SOURCE TEXT:
━━━━━━━━━━━━━━━━

A museum in Philadelphia is displaying the joy of the Black community one photo at a time.
The digital Museum of Black Joy is open in Philadelphia. It is an affirming exhibit by curator and creator Andrea Walls.
The 57-year-old is a Pushcart Prize-nominated poet. She began studying photography in 2018 and launched what’s called the “borderless exhibition” on the first day of January 2020. She noticed stories involving Blackness were often about struggles and violence rather than jubilation.
“It was really starting to impact my emotional self, and became so psychically overwhelming,” she told NPR. “So I just saw the power of shifting the lens, making a conscious decision to pay attention to the joy,” she said. “The way they arranged the history of Black people in America — it hasn’t centered joy. But we’ve always lived it.””
During the dark days of the pandemic and the constant images and stories of racial injustice, The Museum of Black Joy became a source of healing. Walls began to to shine a new light and perspective that reflects the Black experience. She posted images
she did not see — a girl reading a book in the library, a senior citizen raising her hand in salute of Black power or a couple bonding while enjoying milkshakes.“And I felt, all right, well, this is what I can do,” she recalls. “I can show daily images of what I’m calling Black joy, which is just ordinary moments of grace and kindness and non-traumatic breath. I started it as a daily practice.”
Currently, the museum features only Walls’ own photography but she hopes to change that soon, with the help of funding from the Leeway Foundation and a grant from a haircare company supporting Black women-identified artists. Walls sees the Museum of Black Joy as an inheritor of the Black Arts Movement.

━━━━━━━━━━━━━━━━

WORK TO COMPLETE: In the article about the Museum of Black Joy, why did Andrea Walls decide to focus her photography on Black joy? Answer in one to three sentences.

DATA SECTION:
━━━━━━━━━━━━━━━━

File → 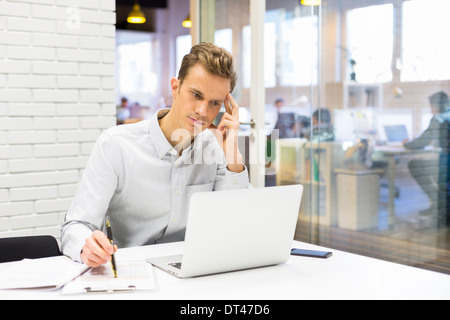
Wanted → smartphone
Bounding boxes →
[291,248,333,259]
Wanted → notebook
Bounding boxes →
[147,185,303,278]
[0,256,89,289]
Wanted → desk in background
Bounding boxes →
[0,241,450,300]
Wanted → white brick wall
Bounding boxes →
[0,0,116,238]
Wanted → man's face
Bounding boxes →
[171,64,230,137]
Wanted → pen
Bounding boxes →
[106,220,117,278]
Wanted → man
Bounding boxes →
[404,92,450,224]
[61,43,250,267]
[311,108,335,142]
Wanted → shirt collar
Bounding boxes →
[150,109,173,159]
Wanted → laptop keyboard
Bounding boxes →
[169,262,181,270]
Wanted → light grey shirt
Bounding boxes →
[61,109,251,262]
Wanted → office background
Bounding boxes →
[0,0,450,273]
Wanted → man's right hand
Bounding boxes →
[81,230,117,268]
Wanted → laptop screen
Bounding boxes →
[384,125,409,142]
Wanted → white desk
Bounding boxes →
[375,146,441,225]
[0,241,450,300]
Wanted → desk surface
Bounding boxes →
[0,241,450,300]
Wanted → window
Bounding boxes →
[116,31,159,106]
[401,0,450,81]
[345,4,392,83]
[176,34,192,76]
[242,22,277,88]
[280,16,319,87]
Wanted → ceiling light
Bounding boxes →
[301,0,320,6]
[181,15,192,28]
[127,1,146,23]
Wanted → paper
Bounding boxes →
[0,256,88,289]
[62,262,156,294]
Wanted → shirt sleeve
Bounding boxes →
[61,133,120,262]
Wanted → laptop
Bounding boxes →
[384,125,409,145]
[146,185,303,278]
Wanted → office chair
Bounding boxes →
[0,236,62,263]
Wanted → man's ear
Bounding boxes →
[170,78,180,100]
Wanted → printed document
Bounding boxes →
[0,256,89,289]
[62,262,157,294]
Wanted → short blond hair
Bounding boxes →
[178,42,237,92]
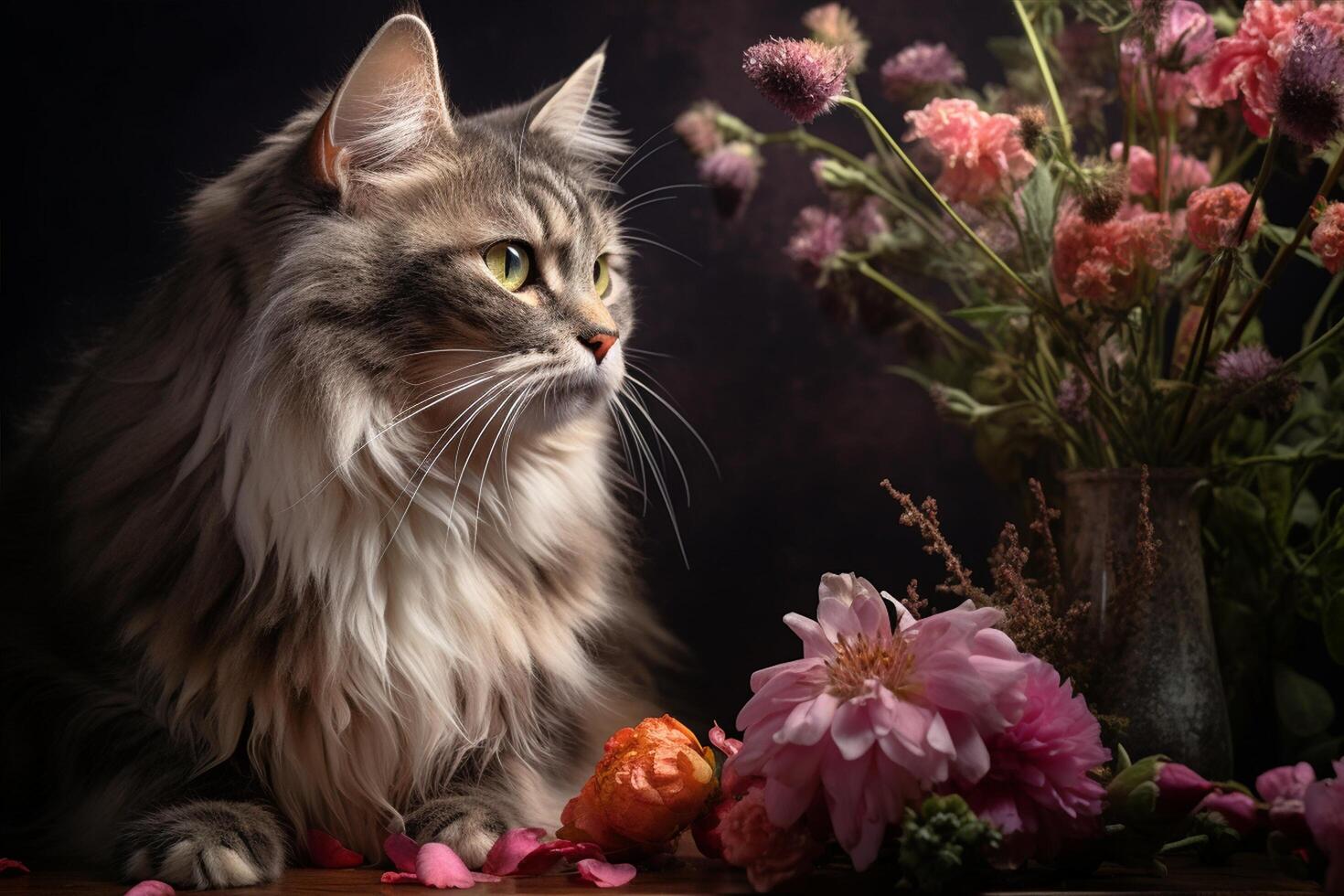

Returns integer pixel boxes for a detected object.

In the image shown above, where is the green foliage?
[898,794,1003,893]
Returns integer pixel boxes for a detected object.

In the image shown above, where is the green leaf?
[1275,664,1335,738]
[947,305,1030,321]
[1213,485,1264,527]
[1321,593,1344,667]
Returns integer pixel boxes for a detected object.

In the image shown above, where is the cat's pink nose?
[580,333,617,364]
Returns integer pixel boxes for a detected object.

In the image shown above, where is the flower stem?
[1012,0,1074,155]
[1223,144,1344,349]
[855,261,987,355]
[836,97,1046,304]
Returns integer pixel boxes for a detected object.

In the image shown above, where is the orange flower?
[557,716,715,849]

━━━━━━━━━━━━━━━━

OUTPUT BELOW: Walls noticed that stories involving Blackness were often about struggles and violence rather than jubilation, and that coverage began to affect her emotionally and became psychically overwhelming. She saw the power of shifting the lens and made a conscious decision to pay attention to joy, which she felt the telling of Black history in America had not centered even though Black people have always lived it.